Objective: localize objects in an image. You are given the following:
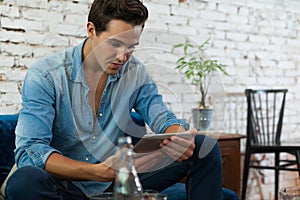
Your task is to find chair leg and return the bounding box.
[242,149,251,200]
[296,149,300,178]
[274,152,280,200]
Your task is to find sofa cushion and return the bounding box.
[0,114,19,185]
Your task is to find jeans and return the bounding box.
[5,135,223,200]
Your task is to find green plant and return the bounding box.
[172,39,229,108]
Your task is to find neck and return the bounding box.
[82,38,103,73]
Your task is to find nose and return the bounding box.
[117,48,129,62]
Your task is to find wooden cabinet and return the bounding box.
[213,133,245,197]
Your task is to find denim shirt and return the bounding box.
[15,40,188,196]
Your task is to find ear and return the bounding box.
[86,22,96,39]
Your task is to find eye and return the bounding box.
[109,40,122,48]
[127,45,136,52]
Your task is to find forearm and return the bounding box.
[45,152,115,182]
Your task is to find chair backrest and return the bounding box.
[245,89,288,145]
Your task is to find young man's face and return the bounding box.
[88,20,142,74]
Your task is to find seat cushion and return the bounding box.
[0,114,19,185]
[161,183,239,200]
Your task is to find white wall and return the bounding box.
[0,0,300,199]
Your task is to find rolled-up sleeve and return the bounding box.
[15,69,60,168]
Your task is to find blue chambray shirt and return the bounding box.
[15,40,188,196]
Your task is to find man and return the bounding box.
[6,0,222,200]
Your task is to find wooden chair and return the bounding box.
[242,89,300,200]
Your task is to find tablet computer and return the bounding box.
[133,133,193,153]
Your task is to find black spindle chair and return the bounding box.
[242,89,300,200]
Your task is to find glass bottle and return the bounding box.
[114,136,143,200]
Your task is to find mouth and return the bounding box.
[110,63,124,69]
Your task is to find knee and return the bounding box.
[195,135,222,162]
[5,166,47,196]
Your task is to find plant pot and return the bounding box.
[192,108,213,131]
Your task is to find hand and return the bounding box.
[160,129,197,162]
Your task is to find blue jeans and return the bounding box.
[5,135,223,200]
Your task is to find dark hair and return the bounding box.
[88,0,148,34]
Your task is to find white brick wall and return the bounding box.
[0,0,300,197]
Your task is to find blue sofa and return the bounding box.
[0,113,238,200]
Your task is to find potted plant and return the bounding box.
[172,39,228,131]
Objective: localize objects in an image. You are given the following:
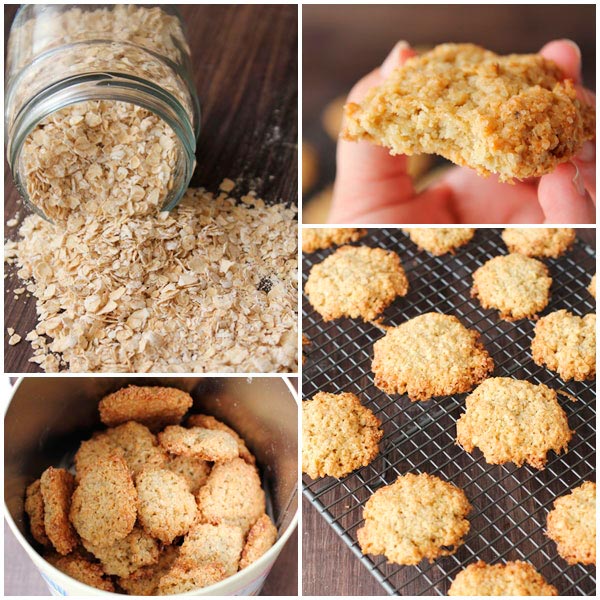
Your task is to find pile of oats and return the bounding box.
[5,185,297,373]
[20,100,178,222]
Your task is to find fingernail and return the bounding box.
[381,40,410,77]
[571,162,587,198]
[575,142,596,162]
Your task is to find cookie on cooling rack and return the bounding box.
[356,473,471,565]
[471,254,552,321]
[302,227,367,253]
[304,246,408,321]
[448,560,558,596]
[456,377,573,469]
[403,227,475,256]
[302,392,383,479]
[531,309,596,381]
[372,312,494,402]
[547,481,596,565]
[502,227,575,258]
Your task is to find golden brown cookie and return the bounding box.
[44,552,115,592]
[372,313,494,402]
[403,227,475,256]
[343,44,595,181]
[118,546,179,596]
[240,514,277,571]
[302,227,367,253]
[547,481,596,565]
[356,473,471,565]
[471,254,552,321]
[304,246,408,321]
[25,479,51,546]
[196,458,265,535]
[302,392,383,479]
[158,425,239,462]
[531,309,596,381]
[83,525,160,577]
[99,385,193,430]
[135,469,198,544]
[456,377,573,469]
[448,560,558,597]
[40,467,79,554]
[186,415,256,465]
[70,455,137,545]
[502,227,575,258]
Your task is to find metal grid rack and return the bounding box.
[302,229,596,595]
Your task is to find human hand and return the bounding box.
[329,40,596,224]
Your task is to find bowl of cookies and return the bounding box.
[4,377,298,596]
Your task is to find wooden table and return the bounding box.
[4,5,298,373]
[302,229,596,596]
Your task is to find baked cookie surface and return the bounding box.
[531,309,596,381]
[456,377,572,469]
[302,227,367,253]
[372,313,494,401]
[502,227,575,258]
[471,254,552,321]
[403,227,475,256]
[343,44,595,181]
[357,473,471,565]
[547,481,596,565]
[304,246,408,321]
[448,560,558,596]
[302,392,383,479]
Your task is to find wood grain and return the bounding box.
[4,5,298,373]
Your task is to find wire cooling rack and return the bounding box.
[302,229,596,595]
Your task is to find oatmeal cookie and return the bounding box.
[343,44,595,181]
[302,392,383,479]
[456,377,573,469]
[547,481,596,565]
[357,473,471,565]
[83,525,160,577]
[158,425,239,462]
[372,312,494,402]
[25,479,51,546]
[70,455,137,545]
[99,385,193,430]
[403,227,475,256]
[448,560,558,597]
[502,227,575,258]
[240,514,277,571]
[304,246,408,321]
[471,254,552,321]
[531,309,596,381]
[136,469,198,544]
[118,546,179,596]
[44,552,115,592]
[196,458,265,535]
[40,467,79,554]
[186,415,256,465]
[302,227,367,254]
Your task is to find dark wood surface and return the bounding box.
[302,2,596,205]
[4,5,298,373]
[302,229,596,596]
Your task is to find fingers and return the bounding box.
[329,42,415,223]
[538,163,596,224]
[540,40,581,84]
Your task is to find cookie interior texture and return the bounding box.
[448,560,558,596]
[456,377,573,469]
[356,473,471,565]
[344,44,595,181]
[25,386,277,595]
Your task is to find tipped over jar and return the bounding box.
[5,5,200,223]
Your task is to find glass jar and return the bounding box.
[5,4,200,220]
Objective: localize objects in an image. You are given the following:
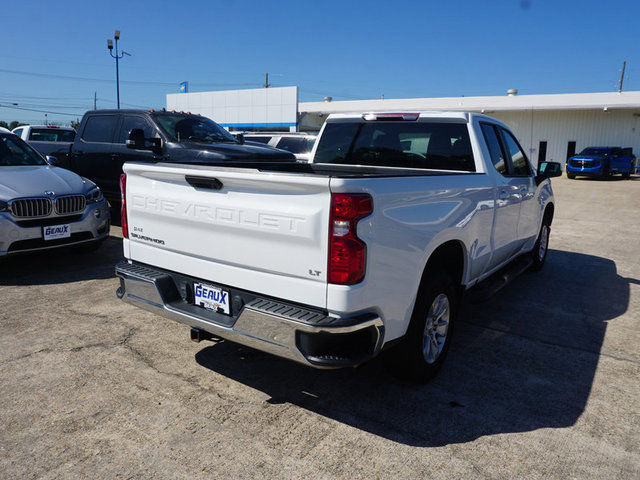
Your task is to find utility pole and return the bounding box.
[618,60,627,93]
[107,30,131,110]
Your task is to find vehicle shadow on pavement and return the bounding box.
[0,237,123,286]
[196,250,637,446]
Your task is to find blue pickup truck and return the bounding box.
[566,147,636,178]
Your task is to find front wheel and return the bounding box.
[391,272,458,383]
[531,220,551,272]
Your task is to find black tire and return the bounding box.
[388,271,458,383]
[529,218,551,272]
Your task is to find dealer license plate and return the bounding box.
[193,283,231,315]
[42,224,71,240]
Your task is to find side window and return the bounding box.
[276,137,307,153]
[501,129,531,176]
[245,136,271,143]
[82,115,118,143]
[480,123,508,176]
[117,115,156,143]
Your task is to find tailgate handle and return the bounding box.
[184,175,223,190]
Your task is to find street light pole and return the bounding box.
[107,30,131,110]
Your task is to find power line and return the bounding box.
[0,68,261,87]
[0,104,84,117]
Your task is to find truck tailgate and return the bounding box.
[123,163,331,308]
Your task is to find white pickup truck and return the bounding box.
[116,112,560,381]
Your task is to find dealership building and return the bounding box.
[167,87,640,167]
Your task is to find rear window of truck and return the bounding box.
[314,122,475,172]
[29,128,76,142]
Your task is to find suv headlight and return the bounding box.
[85,187,104,204]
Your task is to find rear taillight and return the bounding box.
[120,173,129,238]
[328,193,373,285]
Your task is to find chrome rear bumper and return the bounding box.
[116,262,384,368]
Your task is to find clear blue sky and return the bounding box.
[0,0,640,123]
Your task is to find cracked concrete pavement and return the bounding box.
[0,176,640,479]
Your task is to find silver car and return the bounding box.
[0,131,111,256]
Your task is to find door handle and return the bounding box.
[184,175,223,190]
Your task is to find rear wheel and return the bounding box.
[390,272,458,383]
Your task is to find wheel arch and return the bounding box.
[542,202,556,226]
[420,240,467,286]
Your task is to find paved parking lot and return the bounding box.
[0,176,640,479]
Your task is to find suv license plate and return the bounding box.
[193,283,231,315]
[42,224,71,240]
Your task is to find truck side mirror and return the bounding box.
[536,162,562,185]
[126,128,145,150]
[44,155,60,167]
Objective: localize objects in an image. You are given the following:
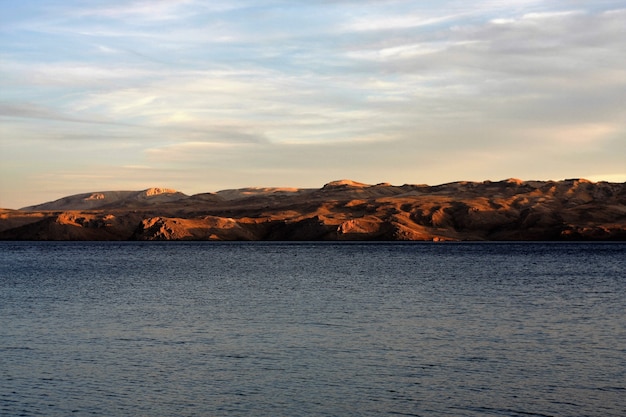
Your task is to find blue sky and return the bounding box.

========

> [Written exercise]
Copy out all of the data above, line for line and unchanged, leaving out the pictures.

> [Response for this exercise]
Objective: localize objects in an image. You are given the following:
Your task is to find chair leg and return the bounding box.
[242,149,251,200]
[296,149,300,178]
[274,152,280,200]
Your task is to find sofa cushion and return the bounding box.
[0,114,19,185]
Your task is to find jeans and return the bounding box.
[5,135,223,200]
Your task is to find green plant and return the bounding box.
[172,39,229,108]
Your task is to find neck and return the bounding box.
[82,38,103,73]
Your task is to find nose and return the bounding box.
[117,48,129,62]
Your task is to find wooden cabinet and return the bounding box.
[213,133,245,197]
Your task is to find denim shirt and return the bounding box.
[15,40,188,196]
Your task is to find ear and return the bounding box.
[86,22,96,39]
Your task is to find eye and return the bounding box.
[109,40,122,48]
[127,45,136,52]
Your task is to find forearm and return the bounding box.
[45,152,115,182]
Your task is to find chair backrest and return the bounding box.
[245,89,288,145]
Your task is to find young man's face and return the bounding box.
[88,20,142,74]
Your task is to find seat cushion and return the bounding box.
[0,114,19,185]
[161,183,239,200]
Your task is to find white wall and return the bounding box.
[0,0,300,199]
Your task is to find rolled-up sleeve and return the bounding box.
[15,69,60,168]
Your task is to find blue chambray shirt and return the bounding box.
[15,40,188,196]
Your task is to find man and return the bounding box.
[6,0,222,200]
Your task is to find wooden chair and return the bounding box.
[242,89,300,200]
Your task is to find tablet computer and return the bounding box.
[133,133,193,153]
Your task is to find black spindle chair and return the bounding box.
[242,89,300,200]
Your task is to find glass bottle and return the bounding box.
[114,136,143,200]
Your task is to find mouth and return the bounding box.
[110,63,124,69]
Your task is to find knee and return the bounding box.
[195,135,222,162]
[5,166,47,196]
Your task is to find plant pot and return the bounding box.
[192,108,213,131]
Your task is to find hand and return the bounding box.
[160,129,197,162]
Your task is to find blue jeans and return the bounding box.
[5,135,223,200]
Your task is to find dark hair and return the bounding box.
[88,0,148,34]
Your task is to find white brick wall and return the bounding box.
[0,0,300,197]
Your task is to find blue sofa and return the bounding box.
[0,113,238,200]
Your task is to find potted plant and return the bounding box.
[172,39,228,131]
Objective: localize objects in an image. You are given the following:
Your task is to find pile of oats and return the bounding box.
[5,185,297,373]
[20,100,178,222]
Your task is to find fingernail and return the bounding box.
[381,40,410,77]
[571,162,587,198]
[575,142,596,162]
Your task is to find cookie on cooling rack and return the bounding box.
[356,473,471,565]
[471,254,552,321]
[302,227,367,253]
[304,246,408,321]
[448,560,558,596]
[456,377,573,469]
[403,227,475,256]
[302,392,383,479]
[531,309,596,381]
[372,312,494,402]
[547,481,596,565]
[502,227,575,258]
Your task is to find golden brown cookie and return the bounding box.
[44,552,115,592]
[372,313,494,402]
[403,227,475,256]
[343,44,595,181]
[118,546,179,596]
[240,514,277,571]
[302,227,367,253]
[547,481,596,565]
[356,473,471,565]
[471,254,552,321]
[304,246,408,321]
[25,479,51,546]
[196,458,265,535]
[302,392,383,479]
[158,425,239,462]
[531,309,596,381]
[83,525,160,577]
[99,385,193,430]
[135,469,198,544]
[456,377,573,469]
[448,560,558,597]
[40,467,79,554]
[186,415,256,465]
[70,455,137,545]
[502,227,575,258]
Your task is to find metal grid rack and return the bounding box.
[302,229,596,595]
Your task is to find human hand and return the bounding box.
[329,40,596,224]
Your task is to find bowl of cookies and return the bounding box.
[4,377,298,596]
Your task is to find wooden table and return the bounding box.
[4,5,298,373]
[302,229,596,596]
Your task is to find baked cookie surface and return the bounding box.
[531,309,596,381]
[456,377,572,469]
[302,227,367,253]
[372,313,494,401]
[502,227,575,258]
[471,254,552,321]
[403,227,475,256]
[343,44,595,181]
[357,473,471,565]
[547,481,596,565]
[304,246,408,321]
[448,560,558,596]
[302,392,383,479]
Your task is to find wood grain and return the bounding box.
[4,5,298,373]
Your task is to find wire cooling rack and return the bounding box.
[302,229,596,595]
Your task is to find oatmeal cookie and return the bounding box.
[343,44,595,181]
[302,392,383,479]
[456,377,573,469]
[547,481,596,565]
[357,473,471,565]
[83,525,160,577]
[158,425,239,462]
[372,312,494,402]
[25,479,51,546]
[70,455,137,545]
[99,385,193,430]
[403,227,475,256]
[448,560,558,597]
[502,227,575,258]
[240,514,277,571]
[304,246,408,321]
[471,254,552,321]
[531,309,596,381]
[136,469,198,544]
[118,546,179,596]
[44,552,115,592]
[196,458,265,535]
[40,467,79,554]
[186,415,256,465]
[302,227,367,254]
Your task is to find dark wood surface and return the bounding box.
[302,2,596,205]
[4,5,298,373]
[302,229,596,596]
Your task is to find fingers and return the bounding box.
[329,42,415,223]
[538,163,596,224]
[540,40,581,84]
Your task is to find cookie interior texture and return the bounding box.
[448,560,558,596]
[456,377,573,469]
[356,473,471,565]
[344,44,595,181]
[25,386,277,595]
Your task is to find tipped over jar and return the bounding box.
[5,5,200,223]
Your task is to find glass jar and return the bounding box.
[5,4,200,220]
Objective: localize objects in an image. You are given the following:
Your task is to find utility pole and return the bounding box.
[618,60,627,93]
[107,30,131,110]
Your task is to find vehicle shadow on pavement and return the bounding box.
[0,237,123,286]
[196,250,637,446]
Your task is to find blue pickup truck and return the bounding box.
[566,147,636,178]
Your task is to find front wheel and return the bounding box.
[391,272,458,383]
[531,220,551,272]
Your task is to find black tire and return the bounding box.
[388,271,458,383]
[529,218,551,272]
Your task is to find dealer license plate and return the bounding box.
[193,283,231,315]
[42,224,71,240]
Your task is to find side window and return the bounding box.
[276,137,307,153]
[501,129,531,176]
[245,136,271,143]
[82,115,118,143]
[480,123,508,176]
[117,115,156,143]
Your task is to find tailgate handle and return the bounding box.
[184,175,223,190]
Your task is to find street light pole and return the bounding box.
[107,30,131,110]
Your task is to find power line and return the bounding box.
[0,68,261,87]
[0,104,84,117]
Your task is to find truck tailgate and return the bounding box.
[123,163,331,308]
Your task is to find white pickup truck and return the bounding box.
[116,112,560,381]
Your task is to find dealership building and return the bounding box.
[167,87,640,167]
Your task is to find rear window of truck and return the bounding box.
[314,122,475,172]
[29,128,76,142]
Your task is to find suv headlight and return the bounding box.
[85,187,104,204]
Your task is to find rear taillight and return the bounding box.
[120,173,129,238]
[328,193,373,285]
Your task is to find chrome rear bumper and return the bounding box.
[116,262,384,368]
Your task is to find clear blue sky and return the bounding box.
[0,0,640,123]
Your task is to find cracked concrete pavement and return the bounding box.
[0,176,640,479]
Your task is to find silver car and return the bounding box.
[0,131,111,256]
Your task is to find door handle and return the bounding box.
[184,175,223,190]
Your task is to find rear wheel and return the bounding box.
[390,272,458,383]
Your task is to find wheel arch and return the bounding box.
[542,202,556,226]
[420,240,467,286]
Your task is to find paved parking lot and return the bounding box.
[0,176,640,479]
Your task is to find suv license plate and return the bounding box.
[193,283,231,315]
[42,224,71,240]
Your task is to find truck side mirror and return the bounding box.
[536,162,562,185]
[126,128,145,150]
[44,155,60,167]
Objective: localize objects in an image. You are given the following:
Your task is to find blue sky and return the bounding box.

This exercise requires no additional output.